Rows from a pointing dataset:

== == ==

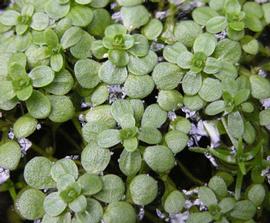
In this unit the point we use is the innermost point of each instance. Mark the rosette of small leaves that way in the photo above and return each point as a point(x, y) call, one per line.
point(23, 20)
point(119, 45)
point(131, 131)
point(74, 198)
point(230, 16)
point(221, 207)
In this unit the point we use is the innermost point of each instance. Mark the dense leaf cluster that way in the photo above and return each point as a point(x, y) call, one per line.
point(140, 83)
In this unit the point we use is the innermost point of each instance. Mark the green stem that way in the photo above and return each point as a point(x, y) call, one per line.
point(40, 151)
point(152, 217)
point(70, 139)
point(234, 142)
point(12, 193)
point(238, 185)
point(188, 174)
point(77, 125)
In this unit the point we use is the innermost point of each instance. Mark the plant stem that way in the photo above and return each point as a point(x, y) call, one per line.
point(188, 174)
point(238, 185)
point(40, 151)
point(70, 139)
point(77, 125)
point(152, 217)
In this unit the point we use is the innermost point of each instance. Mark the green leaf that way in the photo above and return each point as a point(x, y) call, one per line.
point(235, 124)
point(130, 162)
point(121, 108)
point(37, 173)
point(232, 6)
point(174, 202)
point(213, 66)
point(143, 189)
point(100, 95)
point(9, 17)
point(141, 46)
point(184, 59)
point(153, 116)
point(79, 204)
point(266, 12)
point(24, 126)
point(143, 65)
point(202, 15)
point(41, 76)
point(120, 211)
point(152, 29)
point(82, 49)
point(216, 24)
point(101, 20)
point(226, 204)
point(228, 50)
point(256, 194)
point(40, 21)
point(129, 2)
point(115, 29)
point(169, 100)
point(29, 204)
point(86, 72)
point(149, 135)
point(186, 32)
point(62, 108)
point(54, 205)
point(176, 141)
point(202, 217)
point(94, 159)
point(191, 83)
point(92, 214)
point(80, 15)
point(120, 58)
point(243, 210)
point(138, 108)
point(207, 196)
point(138, 86)
point(101, 114)
point(159, 158)
point(193, 103)
point(113, 189)
point(56, 10)
point(181, 124)
point(130, 144)
point(99, 3)
point(57, 62)
point(253, 8)
point(62, 83)
point(167, 76)
point(210, 90)
point(171, 52)
point(250, 45)
point(6, 91)
point(253, 23)
point(264, 117)
point(71, 37)
point(218, 185)
point(110, 74)
point(62, 167)
point(215, 107)
point(108, 138)
point(134, 17)
point(260, 87)
point(10, 155)
point(205, 43)
point(90, 183)
point(38, 105)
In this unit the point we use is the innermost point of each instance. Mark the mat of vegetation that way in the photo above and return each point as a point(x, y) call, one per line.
point(134, 111)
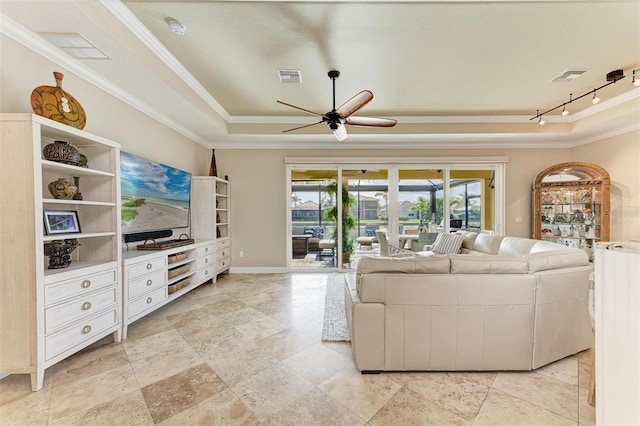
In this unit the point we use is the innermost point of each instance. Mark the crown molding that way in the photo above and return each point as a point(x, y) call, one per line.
point(129, 20)
point(39, 45)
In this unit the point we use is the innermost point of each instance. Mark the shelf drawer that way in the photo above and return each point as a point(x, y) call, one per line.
point(148, 301)
point(147, 267)
point(223, 264)
point(66, 290)
point(58, 316)
point(66, 339)
point(203, 262)
point(149, 282)
point(204, 250)
point(223, 252)
point(223, 243)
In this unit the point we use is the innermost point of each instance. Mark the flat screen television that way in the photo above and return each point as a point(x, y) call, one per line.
point(155, 197)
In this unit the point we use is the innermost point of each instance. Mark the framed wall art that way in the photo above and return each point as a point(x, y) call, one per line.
point(61, 222)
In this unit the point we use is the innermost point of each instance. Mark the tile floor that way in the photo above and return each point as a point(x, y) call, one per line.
point(247, 350)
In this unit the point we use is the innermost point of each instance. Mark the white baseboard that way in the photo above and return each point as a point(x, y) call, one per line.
point(259, 270)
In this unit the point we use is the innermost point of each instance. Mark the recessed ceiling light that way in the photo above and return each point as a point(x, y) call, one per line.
point(176, 26)
point(74, 45)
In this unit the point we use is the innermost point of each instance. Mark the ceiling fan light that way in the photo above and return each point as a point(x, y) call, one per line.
point(340, 132)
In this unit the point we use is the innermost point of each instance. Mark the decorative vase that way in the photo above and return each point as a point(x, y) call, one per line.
point(62, 189)
point(213, 170)
point(62, 152)
point(78, 194)
point(59, 252)
point(83, 161)
point(54, 103)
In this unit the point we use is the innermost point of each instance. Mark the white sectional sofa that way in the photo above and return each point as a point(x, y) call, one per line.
point(507, 303)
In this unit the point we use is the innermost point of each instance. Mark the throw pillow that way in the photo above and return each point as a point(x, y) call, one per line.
point(447, 243)
point(396, 251)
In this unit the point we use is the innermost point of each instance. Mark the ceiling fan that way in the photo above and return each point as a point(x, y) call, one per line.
point(337, 118)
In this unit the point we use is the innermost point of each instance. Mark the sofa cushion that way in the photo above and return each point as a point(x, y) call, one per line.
point(408, 265)
point(487, 243)
point(512, 246)
point(469, 239)
point(488, 264)
point(447, 243)
point(556, 259)
point(398, 252)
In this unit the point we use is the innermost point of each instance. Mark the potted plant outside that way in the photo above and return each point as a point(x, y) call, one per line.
point(348, 222)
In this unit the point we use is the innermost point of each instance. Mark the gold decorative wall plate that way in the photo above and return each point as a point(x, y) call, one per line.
point(54, 103)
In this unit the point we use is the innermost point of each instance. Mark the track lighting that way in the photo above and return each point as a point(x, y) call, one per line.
point(612, 77)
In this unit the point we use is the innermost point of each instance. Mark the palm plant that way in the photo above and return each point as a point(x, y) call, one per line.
point(348, 222)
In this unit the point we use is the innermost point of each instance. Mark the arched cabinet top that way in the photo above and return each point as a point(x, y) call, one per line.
point(570, 205)
point(572, 173)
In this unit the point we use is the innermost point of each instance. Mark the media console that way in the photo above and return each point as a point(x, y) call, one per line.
point(152, 279)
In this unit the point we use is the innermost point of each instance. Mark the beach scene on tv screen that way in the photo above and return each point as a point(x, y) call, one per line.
point(154, 196)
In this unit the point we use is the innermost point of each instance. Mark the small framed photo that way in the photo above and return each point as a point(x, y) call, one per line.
point(61, 222)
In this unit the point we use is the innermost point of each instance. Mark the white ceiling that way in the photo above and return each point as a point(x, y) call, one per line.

== == ==

- [Exercise details]:
Copy the material above line for line, without changing any wording or numbers. Leave out the pictures.

- [Solution to this problem]:
In this unit the point we use is the innermost point of each instance. Mark the rosette of small leaves that way in the photo above and return each point as a point(x, y) call, one per line.
point(23, 20)
point(119, 45)
point(131, 131)
point(74, 198)
point(230, 16)
point(221, 207)
In this unit the point we use is the innermost point of each instance. Mark the dense leaf cluster that way in the photo above and return each point as a point(x, y) call, one per line.
point(140, 83)
In this unit the point we use is the innermost point of each instance. Mark the green stem that way in the photo above and return each point as a point(x, y) call, one per line.
point(40, 151)
point(152, 217)
point(70, 139)
point(234, 142)
point(12, 193)
point(238, 185)
point(188, 174)
point(77, 125)
In this unit the point we use is the innermost point of each instance. Mark the plant stem that way in the photo above and return each point as a point(x, y) call, one per line.
point(188, 174)
point(238, 185)
point(40, 151)
point(70, 139)
point(77, 125)
point(152, 217)
In this unit the point we use is the innermost point of each instance. Mark the green leaf that way in the photo above and return each point as a point(x, y) call, one per line.
point(235, 124)
point(130, 162)
point(121, 108)
point(37, 173)
point(232, 6)
point(174, 202)
point(213, 66)
point(143, 189)
point(100, 95)
point(9, 17)
point(141, 46)
point(184, 59)
point(153, 116)
point(79, 204)
point(266, 12)
point(24, 126)
point(143, 65)
point(202, 15)
point(41, 76)
point(120, 211)
point(152, 29)
point(82, 49)
point(216, 24)
point(101, 20)
point(226, 204)
point(228, 50)
point(256, 194)
point(40, 21)
point(129, 2)
point(115, 29)
point(169, 100)
point(29, 204)
point(86, 72)
point(149, 135)
point(186, 32)
point(62, 108)
point(54, 205)
point(176, 141)
point(202, 217)
point(94, 159)
point(191, 83)
point(92, 214)
point(80, 15)
point(120, 58)
point(243, 210)
point(138, 108)
point(207, 196)
point(138, 86)
point(101, 114)
point(159, 158)
point(193, 103)
point(113, 189)
point(56, 10)
point(181, 124)
point(130, 144)
point(99, 3)
point(57, 62)
point(253, 8)
point(62, 83)
point(167, 76)
point(210, 90)
point(171, 52)
point(250, 45)
point(6, 91)
point(253, 23)
point(264, 117)
point(71, 37)
point(218, 185)
point(110, 74)
point(62, 167)
point(215, 107)
point(108, 138)
point(134, 17)
point(260, 87)
point(10, 155)
point(205, 43)
point(90, 183)
point(38, 105)
In this unit the point we use is the innermost point of each instance. Mark the mat of vegetation that way in the photo above and return each point as a point(x, y) call, one per line.
point(134, 111)
In this unit the point we use is the innermost point of each instance. Mark the crown molding that way in the photo above and return each point as a point(x, y) call, one per line.
point(129, 20)
point(39, 45)
In this unit the point we use is the innermost point of each instance. Mark the shelf drawer that way in the photo above and return each point as a point(x, y) call, one per line.
point(148, 301)
point(147, 267)
point(223, 264)
point(66, 290)
point(58, 316)
point(66, 339)
point(203, 262)
point(149, 282)
point(204, 250)
point(223, 252)
point(223, 243)
In this unit the point we use is the innermost point of each instance. Mark the flat screen television that way in the photo above and return each point as a point(x, y) call, one per line.
point(155, 197)
In this unit the point we use is the innermost point of each instance. Mark the framed wall art that way in the photo above and return each point as a point(x, y) call, one per line.
point(61, 222)
In this unit the point we use is the innermost point of each instance. Mark the tile floor that way in the photo above and return each point as a point(x, y) call, one per line.
point(247, 350)
In this unit the point we use is the innermost point of each instance. Mark the white baseboard that way in the photo above and return each point as a point(x, y) call, one per line.
point(259, 270)
In this unit the point we use is the innermost point of each instance. Mark the recessed ceiling light that way in the photo above and return each point as a point(x, y) call, one per line.
point(176, 26)
point(74, 45)
In this unit the point we use is the innermost point of each instance. Mark the ceiling fan light that way in the photo above and return each point as a point(x, y) call, one per line.
point(340, 132)
In this unit the point we use is the innermost point of each instance. Mark the decorative vase that way in the photo above and return each point as a point(x, y) call, one per line.
point(62, 189)
point(213, 170)
point(62, 152)
point(78, 194)
point(59, 252)
point(83, 161)
point(54, 103)
In this unit the point we use is the innermost point of each instance. Mark the white sectional sofa that way in the photo above and return each point as a point(x, y) call, one per line.
point(507, 303)
In this unit the point we use is the innermost point of each instance. Mark the throw pillow that way in the photo above and return each point as a point(x, y) call, one per line.
point(447, 243)
point(396, 251)
In this unit the point we use is the innermost point of each instance. Mark the ceiling fan that way in the photo above and return each point as a point(x, y) call, one per line.
point(337, 118)
In this unit the point we use is the innermost point of each instance. Mark the sofa cushion that way in the photo above and return each point as a point(x, y) call, one per line.
point(408, 265)
point(487, 243)
point(512, 246)
point(469, 239)
point(488, 264)
point(447, 243)
point(556, 259)
point(398, 252)
In this unit the point we use is the innermost point of each instance. Mark the potted plant outside that way in the photo above and return each point as a point(x, y) call, one per line.
point(348, 222)
In this unit the point we use is the innermost point of each instance. Mark the gold decorative wall plate that way in the photo above and return each point as a point(x, y) call, one per line.
point(54, 103)
In this unit the point we use is the innermost point of each instance. Mark the track lighting that way in the photo above and return each point as a point(x, y) call, one per line.
point(612, 77)
In this unit the point we use is the innermost point of each instance. Mark the palm plant that way in the photo above and return each point as a point(x, y) call, one per line.
point(348, 222)
In this unit the point we use is the innermost point of each instance. Mark the arched cabinet top that way in the photo above and return each point as a point(x, y) call, one per line.
point(570, 205)
point(572, 173)
In this unit the point we use is the innermost point of each instance. Mark the media console that way in the photo above and return each point as a point(x, y) call, one per line.
point(152, 279)
In this unit the point we use is the innermost point of each instance. Mark the beach scene on tv screen that way in the photo above and return each point as a point(x, y) call, one per line.
point(154, 196)
In this unit the point we use is the innermost point of each instance. Mark the small framed photo that way in the photo above and return each point as a point(x, y) call, one per line.
point(61, 222)
In this unit the point we use is the innermost point of each instance. Mark the white ceiling that way in the photo above and return each point as a point(x, y) call, one per line.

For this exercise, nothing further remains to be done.